Task goal:
Find every line in the material below that contains the word "dark", and copy each one out in full.

Given records:
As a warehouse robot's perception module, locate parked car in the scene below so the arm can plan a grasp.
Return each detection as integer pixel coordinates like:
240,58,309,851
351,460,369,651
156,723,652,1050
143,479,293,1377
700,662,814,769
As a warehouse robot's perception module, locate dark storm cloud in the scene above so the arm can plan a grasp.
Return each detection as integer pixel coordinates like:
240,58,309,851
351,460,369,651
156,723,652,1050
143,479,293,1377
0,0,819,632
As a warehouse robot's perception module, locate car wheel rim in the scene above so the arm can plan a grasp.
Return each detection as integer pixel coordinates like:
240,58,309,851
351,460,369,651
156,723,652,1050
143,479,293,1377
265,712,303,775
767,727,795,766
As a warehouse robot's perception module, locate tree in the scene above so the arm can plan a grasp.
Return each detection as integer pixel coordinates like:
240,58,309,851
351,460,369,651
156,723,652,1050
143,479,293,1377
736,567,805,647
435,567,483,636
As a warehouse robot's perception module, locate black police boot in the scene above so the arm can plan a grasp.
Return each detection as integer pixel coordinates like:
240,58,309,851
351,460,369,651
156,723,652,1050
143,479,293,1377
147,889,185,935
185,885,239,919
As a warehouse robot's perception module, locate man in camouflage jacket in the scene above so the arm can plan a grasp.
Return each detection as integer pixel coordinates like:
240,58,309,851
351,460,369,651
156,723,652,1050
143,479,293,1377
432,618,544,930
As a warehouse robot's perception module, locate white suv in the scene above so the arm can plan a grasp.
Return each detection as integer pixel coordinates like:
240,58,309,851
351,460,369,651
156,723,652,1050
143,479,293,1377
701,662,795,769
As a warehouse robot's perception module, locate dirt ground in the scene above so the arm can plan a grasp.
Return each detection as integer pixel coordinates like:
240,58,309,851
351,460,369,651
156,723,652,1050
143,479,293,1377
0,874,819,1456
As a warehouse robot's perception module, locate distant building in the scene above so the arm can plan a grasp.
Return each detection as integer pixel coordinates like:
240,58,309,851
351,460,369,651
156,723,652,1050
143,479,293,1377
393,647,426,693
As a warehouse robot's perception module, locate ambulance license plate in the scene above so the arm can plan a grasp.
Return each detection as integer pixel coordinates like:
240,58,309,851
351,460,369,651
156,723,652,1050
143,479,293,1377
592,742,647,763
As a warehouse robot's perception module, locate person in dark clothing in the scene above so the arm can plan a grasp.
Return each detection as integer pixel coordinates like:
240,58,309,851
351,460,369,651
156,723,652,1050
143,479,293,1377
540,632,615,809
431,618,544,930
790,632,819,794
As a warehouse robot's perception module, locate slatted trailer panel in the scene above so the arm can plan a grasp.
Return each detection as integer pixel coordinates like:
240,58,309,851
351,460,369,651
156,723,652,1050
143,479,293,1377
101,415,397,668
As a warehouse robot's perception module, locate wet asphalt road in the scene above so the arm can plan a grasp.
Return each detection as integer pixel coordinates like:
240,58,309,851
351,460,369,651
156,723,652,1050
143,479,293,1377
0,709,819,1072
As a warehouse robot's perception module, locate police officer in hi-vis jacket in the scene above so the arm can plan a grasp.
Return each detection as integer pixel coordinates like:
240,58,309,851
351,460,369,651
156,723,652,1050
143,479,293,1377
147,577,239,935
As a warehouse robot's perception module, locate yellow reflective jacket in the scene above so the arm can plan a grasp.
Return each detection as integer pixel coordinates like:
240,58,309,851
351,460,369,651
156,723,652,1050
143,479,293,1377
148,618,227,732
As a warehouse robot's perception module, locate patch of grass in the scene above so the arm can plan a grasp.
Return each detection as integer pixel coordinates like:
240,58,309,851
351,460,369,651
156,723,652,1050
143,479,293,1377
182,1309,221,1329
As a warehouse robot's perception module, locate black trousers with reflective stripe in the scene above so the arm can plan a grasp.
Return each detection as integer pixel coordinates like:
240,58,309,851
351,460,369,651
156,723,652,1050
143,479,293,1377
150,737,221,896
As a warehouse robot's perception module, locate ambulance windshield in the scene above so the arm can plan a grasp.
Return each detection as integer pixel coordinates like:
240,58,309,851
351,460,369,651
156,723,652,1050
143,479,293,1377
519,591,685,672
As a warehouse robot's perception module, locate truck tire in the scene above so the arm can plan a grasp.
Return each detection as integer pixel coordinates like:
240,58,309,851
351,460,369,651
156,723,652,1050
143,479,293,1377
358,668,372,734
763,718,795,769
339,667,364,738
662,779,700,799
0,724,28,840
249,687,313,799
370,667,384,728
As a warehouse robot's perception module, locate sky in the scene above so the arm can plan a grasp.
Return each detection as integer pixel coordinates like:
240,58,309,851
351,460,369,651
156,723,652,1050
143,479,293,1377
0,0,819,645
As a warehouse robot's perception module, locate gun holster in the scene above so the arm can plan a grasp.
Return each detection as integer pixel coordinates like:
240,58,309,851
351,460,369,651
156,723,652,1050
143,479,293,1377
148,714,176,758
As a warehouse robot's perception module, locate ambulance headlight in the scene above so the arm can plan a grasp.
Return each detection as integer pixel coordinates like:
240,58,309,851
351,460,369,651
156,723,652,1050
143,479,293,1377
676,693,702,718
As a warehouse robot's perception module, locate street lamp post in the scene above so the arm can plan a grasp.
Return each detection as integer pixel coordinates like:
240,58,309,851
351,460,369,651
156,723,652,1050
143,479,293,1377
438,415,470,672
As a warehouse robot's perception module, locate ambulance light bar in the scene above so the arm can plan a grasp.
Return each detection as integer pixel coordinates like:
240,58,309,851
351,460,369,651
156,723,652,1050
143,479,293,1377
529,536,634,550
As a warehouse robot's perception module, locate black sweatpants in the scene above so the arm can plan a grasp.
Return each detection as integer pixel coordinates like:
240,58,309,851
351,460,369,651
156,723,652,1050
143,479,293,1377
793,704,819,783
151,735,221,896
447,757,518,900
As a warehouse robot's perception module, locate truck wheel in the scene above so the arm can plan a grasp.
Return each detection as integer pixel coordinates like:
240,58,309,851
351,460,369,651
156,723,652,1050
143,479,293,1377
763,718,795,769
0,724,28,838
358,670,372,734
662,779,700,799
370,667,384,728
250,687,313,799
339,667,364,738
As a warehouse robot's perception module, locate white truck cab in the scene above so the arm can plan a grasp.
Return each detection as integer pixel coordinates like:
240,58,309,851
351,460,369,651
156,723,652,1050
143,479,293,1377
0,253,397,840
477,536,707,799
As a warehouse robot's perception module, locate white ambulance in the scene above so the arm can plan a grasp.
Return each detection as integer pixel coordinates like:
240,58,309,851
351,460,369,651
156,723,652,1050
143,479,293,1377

Full response:
As a warehouse robot's perception module, locate dark storm cloud in the scene above so the arm can plan a grasp.
As a warehouse robot's perception module, locate person in dark clothing in the scene above so the arm can plan a grasp.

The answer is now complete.